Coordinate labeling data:

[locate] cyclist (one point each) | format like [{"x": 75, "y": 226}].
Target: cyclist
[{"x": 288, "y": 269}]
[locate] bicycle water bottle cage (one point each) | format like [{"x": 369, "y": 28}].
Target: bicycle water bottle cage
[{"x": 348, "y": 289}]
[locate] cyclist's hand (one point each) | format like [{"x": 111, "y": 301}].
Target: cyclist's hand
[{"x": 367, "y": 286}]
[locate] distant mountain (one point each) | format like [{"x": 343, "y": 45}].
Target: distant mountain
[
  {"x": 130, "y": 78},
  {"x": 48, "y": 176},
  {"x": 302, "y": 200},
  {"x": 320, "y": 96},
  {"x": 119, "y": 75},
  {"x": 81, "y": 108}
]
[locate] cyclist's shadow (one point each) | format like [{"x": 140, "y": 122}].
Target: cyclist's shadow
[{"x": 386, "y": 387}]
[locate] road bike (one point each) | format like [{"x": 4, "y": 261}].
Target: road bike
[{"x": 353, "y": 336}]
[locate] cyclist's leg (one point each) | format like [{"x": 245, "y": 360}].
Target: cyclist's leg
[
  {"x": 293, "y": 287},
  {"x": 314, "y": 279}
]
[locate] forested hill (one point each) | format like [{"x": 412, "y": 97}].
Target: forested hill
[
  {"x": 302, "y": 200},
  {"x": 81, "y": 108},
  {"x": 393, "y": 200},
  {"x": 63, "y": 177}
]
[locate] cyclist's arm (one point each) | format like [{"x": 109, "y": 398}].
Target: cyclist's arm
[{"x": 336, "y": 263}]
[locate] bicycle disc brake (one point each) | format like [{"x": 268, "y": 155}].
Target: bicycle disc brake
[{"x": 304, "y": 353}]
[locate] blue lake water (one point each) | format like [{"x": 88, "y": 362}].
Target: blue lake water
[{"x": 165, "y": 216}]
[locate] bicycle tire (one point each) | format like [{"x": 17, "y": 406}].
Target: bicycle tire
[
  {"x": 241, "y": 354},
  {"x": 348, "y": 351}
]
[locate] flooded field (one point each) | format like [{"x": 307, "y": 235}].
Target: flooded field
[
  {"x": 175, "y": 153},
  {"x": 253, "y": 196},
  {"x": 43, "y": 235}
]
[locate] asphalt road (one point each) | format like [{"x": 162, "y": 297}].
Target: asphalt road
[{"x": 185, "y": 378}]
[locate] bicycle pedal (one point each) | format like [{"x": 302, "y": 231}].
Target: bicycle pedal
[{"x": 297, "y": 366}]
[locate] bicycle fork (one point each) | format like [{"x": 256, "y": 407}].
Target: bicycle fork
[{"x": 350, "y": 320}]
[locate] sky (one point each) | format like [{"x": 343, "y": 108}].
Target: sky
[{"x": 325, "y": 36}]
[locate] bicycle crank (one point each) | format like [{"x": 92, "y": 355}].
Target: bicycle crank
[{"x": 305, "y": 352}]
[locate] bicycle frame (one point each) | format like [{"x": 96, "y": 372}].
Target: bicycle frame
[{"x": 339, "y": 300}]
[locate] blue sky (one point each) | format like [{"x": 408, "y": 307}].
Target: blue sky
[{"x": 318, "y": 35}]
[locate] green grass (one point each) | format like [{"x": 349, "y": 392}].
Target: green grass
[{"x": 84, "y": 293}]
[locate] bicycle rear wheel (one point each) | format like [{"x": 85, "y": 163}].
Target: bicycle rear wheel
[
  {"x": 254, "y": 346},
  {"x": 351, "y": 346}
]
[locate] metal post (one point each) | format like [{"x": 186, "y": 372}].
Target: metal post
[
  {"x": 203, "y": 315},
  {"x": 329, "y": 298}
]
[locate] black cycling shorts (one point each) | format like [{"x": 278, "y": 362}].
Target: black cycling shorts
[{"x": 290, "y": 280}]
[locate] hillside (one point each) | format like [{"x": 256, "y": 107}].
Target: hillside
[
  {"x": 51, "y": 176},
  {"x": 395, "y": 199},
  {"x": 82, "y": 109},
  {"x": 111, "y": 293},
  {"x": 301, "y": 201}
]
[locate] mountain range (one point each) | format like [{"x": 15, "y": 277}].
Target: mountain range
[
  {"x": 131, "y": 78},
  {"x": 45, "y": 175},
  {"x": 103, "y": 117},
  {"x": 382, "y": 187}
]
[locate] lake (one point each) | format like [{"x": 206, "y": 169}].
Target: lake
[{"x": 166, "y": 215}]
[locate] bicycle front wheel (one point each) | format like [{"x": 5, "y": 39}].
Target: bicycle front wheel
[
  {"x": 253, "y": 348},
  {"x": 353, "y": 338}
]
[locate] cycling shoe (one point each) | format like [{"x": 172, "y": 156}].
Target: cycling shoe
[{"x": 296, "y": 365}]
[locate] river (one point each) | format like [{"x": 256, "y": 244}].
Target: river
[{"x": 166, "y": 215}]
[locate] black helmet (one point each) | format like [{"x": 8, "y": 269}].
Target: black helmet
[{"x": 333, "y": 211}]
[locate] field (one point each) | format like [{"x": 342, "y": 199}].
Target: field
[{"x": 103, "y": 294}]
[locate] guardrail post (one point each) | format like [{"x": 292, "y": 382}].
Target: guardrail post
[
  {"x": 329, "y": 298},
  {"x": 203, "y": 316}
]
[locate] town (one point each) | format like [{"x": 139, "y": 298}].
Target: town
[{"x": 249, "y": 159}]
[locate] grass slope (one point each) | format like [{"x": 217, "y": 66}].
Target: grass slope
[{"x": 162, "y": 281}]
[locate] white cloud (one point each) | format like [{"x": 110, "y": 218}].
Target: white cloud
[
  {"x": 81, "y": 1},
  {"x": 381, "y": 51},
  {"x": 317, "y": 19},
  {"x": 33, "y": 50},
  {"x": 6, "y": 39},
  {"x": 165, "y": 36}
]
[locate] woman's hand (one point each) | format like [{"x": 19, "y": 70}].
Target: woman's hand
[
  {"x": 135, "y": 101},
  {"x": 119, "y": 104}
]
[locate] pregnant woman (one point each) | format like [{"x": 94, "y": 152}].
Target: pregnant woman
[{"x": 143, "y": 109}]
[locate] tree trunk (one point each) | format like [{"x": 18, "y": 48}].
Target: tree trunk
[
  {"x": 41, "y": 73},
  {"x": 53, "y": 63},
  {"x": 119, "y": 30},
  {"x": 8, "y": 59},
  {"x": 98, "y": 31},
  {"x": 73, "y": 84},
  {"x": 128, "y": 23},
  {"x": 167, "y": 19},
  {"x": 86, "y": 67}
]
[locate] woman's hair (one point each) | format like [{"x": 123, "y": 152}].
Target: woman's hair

▸ **WHAT IS ASKED**
Return all of the data exactly as it reads.

▸ **COMPLETED TASK**
[locate] cyclist (one point each) | format like [{"x": 75, "y": 226}].
Target: cyclist
[{"x": 288, "y": 269}]
[locate] bicycle water bottle cage (one point each) | format like [{"x": 369, "y": 28}].
Target: bicycle water bottle cage
[{"x": 348, "y": 289}]
[locate] cyclist's hand (one point each) | format like [{"x": 111, "y": 301}].
Target: cyclist's hand
[{"x": 367, "y": 286}]
[locate] distant mountain (one point each) | format like [{"x": 343, "y": 45}].
Target: distant mountain
[
  {"x": 130, "y": 78},
  {"x": 48, "y": 176},
  {"x": 302, "y": 200},
  {"x": 320, "y": 96},
  {"x": 119, "y": 75},
  {"x": 81, "y": 108}
]
[locate] cyclist's shadow (one point each) | format like [{"x": 140, "y": 122}].
Target: cyclist's shadow
[{"x": 386, "y": 387}]
[locate] road bike (one point each) | format like [{"x": 4, "y": 261}].
Target: road bike
[{"x": 353, "y": 336}]
[locate] cyclist's leg (one point each) | format like [{"x": 245, "y": 360}].
Target: cyclist's leg
[
  {"x": 293, "y": 287},
  {"x": 314, "y": 279}
]
[locate] forested hill (one point each) | format like [{"x": 412, "y": 97}].
Target: forested hill
[
  {"x": 302, "y": 200},
  {"x": 81, "y": 108},
  {"x": 393, "y": 200},
  {"x": 63, "y": 177}
]
[locate] cyclist's arm (one point each) | format like [{"x": 109, "y": 398}].
Target: cyclist's arm
[{"x": 336, "y": 263}]
[locate] bicycle disc brake (one point each) | format like [{"x": 268, "y": 155}].
Target: bicycle disc brake
[{"x": 304, "y": 353}]
[locate] blue lake water (one point each) | format like [{"x": 88, "y": 362}].
Target: blue lake water
[{"x": 165, "y": 216}]
[locate] bicycle tire (one point each) | format like [{"x": 17, "y": 406}].
Target: bicycle tire
[
  {"x": 241, "y": 354},
  {"x": 348, "y": 351}
]
[locate] flooded field (one point each) | format like [{"x": 307, "y": 235}].
Target: flooded field
[
  {"x": 175, "y": 153},
  {"x": 253, "y": 196},
  {"x": 43, "y": 235}
]
[locate] asphalt road (one point each) | format like [{"x": 162, "y": 297}].
Target: asphalt road
[{"x": 185, "y": 378}]
[locate] bicycle pedal (one point each) | format like [{"x": 302, "y": 231}].
Target: bicycle pedal
[{"x": 297, "y": 366}]
[locate] bicycle fork (one point each) | format like [{"x": 256, "y": 407}].
Target: bicycle fork
[{"x": 350, "y": 320}]
[locate] sky (one point each) | format like [{"x": 343, "y": 108}].
Target: sky
[{"x": 325, "y": 36}]
[locate] bicycle crank (one point each) | format like [{"x": 92, "y": 355}].
Target: bicycle crank
[{"x": 305, "y": 352}]
[locate] bicycle frame (one point each) | format like [{"x": 96, "y": 372}].
Target: bicycle frame
[{"x": 339, "y": 300}]
[locate] blue sky (one point each) | format like [{"x": 408, "y": 307}].
Target: blue sky
[{"x": 318, "y": 35}]
[locate] green grass (one point each) | format like [{"x": 349, "y": 392}].
Target: green grass
[{"x": 84, "y": 293}]
[locate] bicycle rear wheel (one point each) | format like [{"x": 85, "y": 163}].
Target: bicycle rear wheel
[
  {"x": 254, "y": 346},
  {"x": 351, "y": 346}
]
[locate] metal post (one point each) | format like [{"x": 186, "y": 372}].
Target: metal post
[
  {"x": 203, "y": 315},
  {"x": 329, "y": 298}
]
[locate] black cycling shorts (one point each) | format like [{"x": 278, "y": 362}].
Target: black cycling shorts
[{"x": 290, "y": 280}]
[locate] hillside (one point each) | format like [{"x": 256, "y": 107}].
Target: hillside
[
  {"x": 51, "y": 176},
  {"x": 395, "y": 199},
  {"x": 82, "y": 109},
  {"x": 111, "y": 293},
  {"x": 301, "y": 201}
]
[locate] mountain range (one point each) | format like [{"x": 15, "y": 277}].
Target: mountain range
[
  {"x": 131, "y": 78},
  {"x": 45, "y": 175},
  {"x": 103, "y": 117},
  {"x": 382, "y": 187}
]
[locate] lake (one point each) | format like [{"x": 206, "y": 169}].
Target: lake
[{"x": 166, "y": 215}]
[locate] bicycle front wheel (one point each) | format like [{"x": 5, "y": 39}].
Target: bicycle front wheel
[
  {"x": 253, "y": 348},
  {"x": 353, "y": 338}
]
[locate] cycling shoe (one point each) | format like [{"x": 172, "y": 156}].
Target: cycling shoe
[{"x": 296, "y": 365}]
[locate] river (one point each) | format like [{"x": 256, "y": 244}].
Target: river
[{"x": 166, "y": 215}]
[locate] black helmet (one point each) | format like [{"x": 8, "y": 269}].
Target: black helmet
[{"x": 333, "y": 211}]
[locate] field (one point each) | format like [{"x": 342, "y": 199}].
Target: field
[{"x": 103, "y": 294}]
[locate] guardrail post (one point each) | format like [{"x": 292, "y": 382}].
Target: guardrail post
[
  {"x": 329, "y": 298},
  {"x": 203, "y": 316}
]
[locate] town (one point each) | format like [{"x": 139, "y": 298}].
Target: town
[{"x": 249, "y": 159}]
[locate] grass slope (one point each) | format like [{"x": 217, "y": 66}].
Target: grass slope
[{"x": 162, "y": 281}]
[locate] white cloud (one point each) | format like [{"x": 110, "y": 218}].
Target: white cloud
[
  {"x": 81, "y": 1},
  {"x": 381, "y": 51},
  {"x": 317, "y": 19},
  {"x": 33, "y": 50},
  {"x": 6, "y": 39},
  {"x": 165, "y": 36}
]
[locate] woman's hand (one point each) | format like [{"x": 19, "y": 70}].
Target: woman's hand
[
  {"x": 135, "y": 101},
  {"x": 119, "y": 104}
]
[locate] pregnant woman (one point each) | format like [{"x": 94, "y": 152}].
Target: pregnant woman
[{"x": 143, "y": 109}]
[locate] tree trunk (one point each) | format like [{"x": 18, "y": 48}].
Target: tree trunk
[
  {"x": 41, "y": 73},
  {"x": 53, "y": 63},
  {"x": 119, "y": 30},
  {"x": 8, "y": 59},
  {"x": 98, "y": 31},
  {"x": 73, "y": 84},
  {"x": 128, "y": 23},
  {"x": 167, "y": 19},
  {"x": 86, "y": 67}
]
[locate] woman's hair (one point each) | format like [{"x": 123, "y": 152}].
Target: woman's hair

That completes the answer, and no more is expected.